▶ **REQUIRED TASK 1**: Write out the part of the D7 visa thread below starting with "I searched for" and going on through "than say Safetywing?".

▶ **EXCERPTED PASSAGE**:
▼

# D7 visa and private health insurance.



## Mac62 (May 13, 2015)

Hello folks,

I searched for the answer to my particular questions, but could not find any answers, so I'm hoping someone on the forum might help.

As part of the D7 visa process you must have private health care plan, while awaiting SEF to ok resident permit. My questions are, when I arrive in Portugal, can I buy a plan from say Multicare, or any other Portuguese companies health plan, and then cancel my original plan?

Are they generally cheaper than say Safetywing? 

Most of them require a NIF, does that mean if I have a NIF I am an official tax resident or does that not happen until SEF confirms my residency?

Any info would be greatly appreciated.

Cheers.


----------



## Mark427 (Dec 22, 2020)

Depends on the health Insurance policy if it will allow you to cancel it without a monetary penalty. 
For the D7 it is usually required to show you have paid for a full years worth of health Insurance.(Also need to show travel Insurance as well and again 1 year is becoming the norm required)
Yes Portuguese policies will be cheaper than International policies as they normally only cover you for Portugal.
Anyone can have a NIF, it does not automatically make you tax resident.
You’re considered a Portuguese tax resident from the date you change your NIF address to a Portuguese one or by being in the country over 183 days in a 12 month period, or by having a Portuguese home that is considered as your main habitual residence.


----------



## Mac62 (May 13, 2015)

Thanks Mark427

Follow up question;

With regards to changing NIF to a Portuguese address, then it would make more sense to keep the fiscal representative for the year that comes with most of the online NIF providers, or is it required that as soon as you arrive in Portugal you have to change the NIF into your name, even if you are renting temporary lodging?


----------



## Mark427 (Dec 22, 2020)

1st off the NIF is always in your name, it is the address that can change. It will initially be your foreign address, and then at some point you would change it to your Portuguese address once you have bought/rented somewhere.You could keep the fiscal rep for the year as the Portuguese tax dept only cares that they can contact you at an address in Portugal . The fiscal rep acts as the go between the gov and you.I imagine you could even just keep paying a yearly fee for a fiscal rep if you so choose.


----------



## Mac62 (May 13, 2015)

Ah, ok, thanks for the clarity Mark427

cheers.


----------

▲

▶ **GIVEN RECORDS**:
▼

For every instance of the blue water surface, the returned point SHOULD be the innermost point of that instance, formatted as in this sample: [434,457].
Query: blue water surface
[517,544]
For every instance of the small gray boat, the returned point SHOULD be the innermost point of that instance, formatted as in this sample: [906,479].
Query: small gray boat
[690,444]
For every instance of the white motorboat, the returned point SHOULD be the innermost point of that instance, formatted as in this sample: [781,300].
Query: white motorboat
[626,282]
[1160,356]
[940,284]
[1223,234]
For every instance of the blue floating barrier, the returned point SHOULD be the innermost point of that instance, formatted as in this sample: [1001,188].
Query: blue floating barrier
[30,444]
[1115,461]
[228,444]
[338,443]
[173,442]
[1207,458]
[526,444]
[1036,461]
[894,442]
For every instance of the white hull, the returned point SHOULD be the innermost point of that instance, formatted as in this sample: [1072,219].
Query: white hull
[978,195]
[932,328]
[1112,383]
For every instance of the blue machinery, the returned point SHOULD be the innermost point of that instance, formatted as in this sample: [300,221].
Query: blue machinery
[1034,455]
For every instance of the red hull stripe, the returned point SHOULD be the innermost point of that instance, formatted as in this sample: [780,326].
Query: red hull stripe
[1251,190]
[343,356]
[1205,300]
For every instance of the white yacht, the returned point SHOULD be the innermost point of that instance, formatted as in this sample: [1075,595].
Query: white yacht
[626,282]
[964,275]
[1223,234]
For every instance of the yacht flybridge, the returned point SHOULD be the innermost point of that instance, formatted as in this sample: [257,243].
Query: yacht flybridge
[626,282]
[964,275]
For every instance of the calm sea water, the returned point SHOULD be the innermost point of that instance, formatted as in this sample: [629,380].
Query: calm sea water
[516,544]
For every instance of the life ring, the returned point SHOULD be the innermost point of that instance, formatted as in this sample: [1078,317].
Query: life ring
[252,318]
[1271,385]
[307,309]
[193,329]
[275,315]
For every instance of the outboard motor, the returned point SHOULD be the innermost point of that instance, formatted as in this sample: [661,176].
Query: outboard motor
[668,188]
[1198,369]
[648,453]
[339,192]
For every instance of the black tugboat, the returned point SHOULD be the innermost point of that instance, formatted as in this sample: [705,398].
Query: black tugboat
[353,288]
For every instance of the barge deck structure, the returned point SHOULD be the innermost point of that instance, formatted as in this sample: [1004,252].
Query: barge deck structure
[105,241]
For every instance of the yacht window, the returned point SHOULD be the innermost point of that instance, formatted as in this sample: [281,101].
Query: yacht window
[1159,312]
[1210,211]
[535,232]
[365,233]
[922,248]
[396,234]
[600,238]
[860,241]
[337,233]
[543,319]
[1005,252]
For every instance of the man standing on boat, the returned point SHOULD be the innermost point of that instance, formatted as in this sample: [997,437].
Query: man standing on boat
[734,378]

▲

▶ **REQUIRED TASK 2**: Gather every line of the entries above that contains the string "blue", matching case.

▶ **TASK OUTPUT 1**:
I searched for the answer to my particular questions, but could not find any answers, so I'm hoping someone on the forum might help.

As part of the D7 visa process you must have private health care plan, while awaiting SEF to ok resident permit. My questions are, when I arrive in Portugal, can I buy a plan from say Multicare, or any other Portuguese companies health plan, and then cancel my original plan?

Are they generally cheaper than say Safetywing?

▶ **TASK OUTPUT 2**:
For every instance of the blue water surface, the returned point SHOULD be the innermost point of that instance, formatted as in this sample: [434,457].
Query: blue water surface
For every instance of the blue floating barrier, the returned point SHOULD be the innermost point of that instance, formatted as in this sample: [1001,188].
Query: blue floating barrier
For every instance of the blue machinery, the returned point SHOULD be the innermost point of that instance, formatted as in this sample: [300,221].
Query: blue machinery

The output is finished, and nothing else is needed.